Rewrite all of the records below with each "screenshot" replaced by "image", leaving everything else untouched.

■ Region annotation entries ■
— BEGIN —
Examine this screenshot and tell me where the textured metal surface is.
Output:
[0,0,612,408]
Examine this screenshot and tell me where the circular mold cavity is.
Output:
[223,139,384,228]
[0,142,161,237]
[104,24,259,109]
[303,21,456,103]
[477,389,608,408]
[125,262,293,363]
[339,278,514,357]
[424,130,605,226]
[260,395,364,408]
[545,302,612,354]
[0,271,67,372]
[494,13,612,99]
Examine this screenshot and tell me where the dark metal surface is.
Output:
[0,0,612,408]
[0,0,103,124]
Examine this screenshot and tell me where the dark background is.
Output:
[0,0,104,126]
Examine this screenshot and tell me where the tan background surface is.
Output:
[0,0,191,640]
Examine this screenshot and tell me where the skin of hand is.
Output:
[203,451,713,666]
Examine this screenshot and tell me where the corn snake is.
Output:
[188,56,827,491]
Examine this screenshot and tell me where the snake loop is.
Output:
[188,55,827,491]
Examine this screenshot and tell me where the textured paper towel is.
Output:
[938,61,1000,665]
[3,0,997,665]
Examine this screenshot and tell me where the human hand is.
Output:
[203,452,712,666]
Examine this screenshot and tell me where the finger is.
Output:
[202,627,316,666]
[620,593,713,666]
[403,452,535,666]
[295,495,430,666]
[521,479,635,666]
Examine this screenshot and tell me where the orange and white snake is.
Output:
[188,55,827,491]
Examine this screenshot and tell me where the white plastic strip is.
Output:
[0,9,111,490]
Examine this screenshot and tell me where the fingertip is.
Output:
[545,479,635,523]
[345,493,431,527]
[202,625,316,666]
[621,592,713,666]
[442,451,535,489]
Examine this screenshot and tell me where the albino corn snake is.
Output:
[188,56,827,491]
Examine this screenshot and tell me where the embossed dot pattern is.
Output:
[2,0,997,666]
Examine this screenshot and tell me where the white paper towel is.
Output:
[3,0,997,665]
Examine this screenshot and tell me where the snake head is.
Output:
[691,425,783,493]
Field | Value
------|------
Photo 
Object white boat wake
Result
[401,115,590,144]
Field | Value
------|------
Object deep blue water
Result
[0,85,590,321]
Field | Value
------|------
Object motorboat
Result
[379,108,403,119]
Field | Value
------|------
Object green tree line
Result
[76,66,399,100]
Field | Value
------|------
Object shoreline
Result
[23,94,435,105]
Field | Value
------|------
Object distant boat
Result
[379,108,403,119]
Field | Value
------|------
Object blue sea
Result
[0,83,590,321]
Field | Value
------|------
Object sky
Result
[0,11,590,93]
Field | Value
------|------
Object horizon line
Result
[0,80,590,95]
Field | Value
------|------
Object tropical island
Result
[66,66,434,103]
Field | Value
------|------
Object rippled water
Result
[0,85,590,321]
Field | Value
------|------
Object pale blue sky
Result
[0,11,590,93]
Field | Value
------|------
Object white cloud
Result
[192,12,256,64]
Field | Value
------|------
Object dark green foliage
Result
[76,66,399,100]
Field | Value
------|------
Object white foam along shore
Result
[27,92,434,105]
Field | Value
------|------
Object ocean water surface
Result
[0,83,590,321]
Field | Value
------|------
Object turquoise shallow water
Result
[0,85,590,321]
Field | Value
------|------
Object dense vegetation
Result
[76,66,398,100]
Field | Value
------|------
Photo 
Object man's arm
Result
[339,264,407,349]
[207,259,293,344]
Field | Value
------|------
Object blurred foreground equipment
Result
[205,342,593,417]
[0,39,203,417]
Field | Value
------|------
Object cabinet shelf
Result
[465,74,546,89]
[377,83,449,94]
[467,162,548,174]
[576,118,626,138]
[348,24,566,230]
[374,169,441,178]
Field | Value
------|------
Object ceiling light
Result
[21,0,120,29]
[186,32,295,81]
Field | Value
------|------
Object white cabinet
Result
— END —
■ Task solution ■
Examine this image and tell me where the textured metal surface is.
Output:
[0,0,612,408]
Examine this image and tell me where the circular mold cavity is.
Output:
[223,139,384,228]
[0,142,161,237]
[104,24,259,109]
[303,21,456,103]
[477,389,608,408]
[125,262,293,363]
[339,278,514,357]
[424,130,605,226]
[260,395,364,408]
[545,302,612,354]
[0,271,67,372]
[494,13,612,99]
Examine this image and tell me where the dark metal surface is.
Output:
[0,0,612,408]
[0,0,103,124]
Examine this image and tell me where the dark background is.
Output:
[0,0,104,126]
Examine this image and tell me where the tan background surface is.
Output:
[0,0,191,640]
Examine this image and tell me where the skin of hand is.
Output:
[203,451,713,666]
Examine this image and tell me where the corn snake is.
Output:
[188,56,827,491]
Examine this image and tell me where the snake loop is.
Output:
[188,55,827,491]
Examine this image and tell me where the textured paper towel is.
Output:
[938,61,1000,665]
[3,0,997,665]
Examine this image and tell me where the human hand is.
Output:
[203,452,712,666]
Examine this image and tell me where the finger is.
Output:
[202,627,316,666]
[620,593,713,666]
[403,452,535,666]
[295,495,430,666]
[521,479,635,666]
Examine this image and tell me where the orange and white snake is.
Output:
[188,55,827,491]
Examine this image and tell me where the white plastic strip is.
Output:
[0,9,111,490]
Examine this image and tell me where the fingertip is.
Output:
[545,479,635,523]
[345,493,431,527]
[202,625,316,666]
[621,592,713,666]
[442,451,535,489]
Examine this image and tell me where the albino corn snake is.
Output:
[188,56,827,491]
Examine this image and tell me where the embossed dot pattern is.
Output:
[2,0,997,666]
Examine this image and tell me where the white paper towel is.
Output:
[3,0,997,665]
Examine this image and tell me where the snake head is.
Output:
[691,425,783,493]
Field | Value
------|------
Photo 
Object white boat wake
Result
[401,115,590,144]
Field | Value
------|------
Object deep blue water
Result
[0,85,590,321]
Field | Value
------|------
Object motorboat
Result
[379,108,403,119]
Field | Value
------|------
Object green tree line
Result
[76,66,399,100]
Field | Value
------|------
Object shoreline
Result
[23,94,435,105]
Field | Value
------|------
Object distant boat
Result
[379,108,403,119]
Field | Value
------|------
Object blue sea
Result
[0,83,590,321]
Field | Value
------|------
Object sky
Result
[0,11,590,93]
Field | Value
------|------
Object horizon line
Result
[0,80,590,95]
Field | Value
------|------
Object tropical island
Result
[66,66,434,103]
Field | Value
------|------
Object rippled water
Result
[0,85,590,321]
Field | Value
------|------
Object pale blue sky
Result
[0,11,590,93]
Field | Value
------|------
Object white cloud
Result
[192,12,256,64]
Field | Value
------|------
Object dark green foliage
Result
[76,66,399,100]
Field | Value
------|------
Object white foam along shore
Result
[27,92,434,105]
Field | Value
------|------
Object ocean water surface
Result
[0,83,590,321]
Field | Value
------|------
Object turquoise shallow water
Result
[0,85,590,321]
Field | Value
------|------
Object dense vegetation
Result
[76,66,398,100]
Field | Value
------|------
Photo 
Object man's arm
Result
[339,264,407,349]
[207,259,293,344]
Field | Value
------|------
Object blurred foreground equipment
Result
[205,342,593,417]
[0,39,203,417]
Field | Value
------|------
Object cabinet shelf
Result
[465,74,546,89]
[377,83,449,94]
[467,162,548,174]
[576,118,626,138]
[348,24,566,230]
[374,169,441,178]
Field | Value
------|------
Object ceiling light
Result
[21,0,120,29]
[186,32,295,81]
Field | Value
------|------
Object white cabinet
Result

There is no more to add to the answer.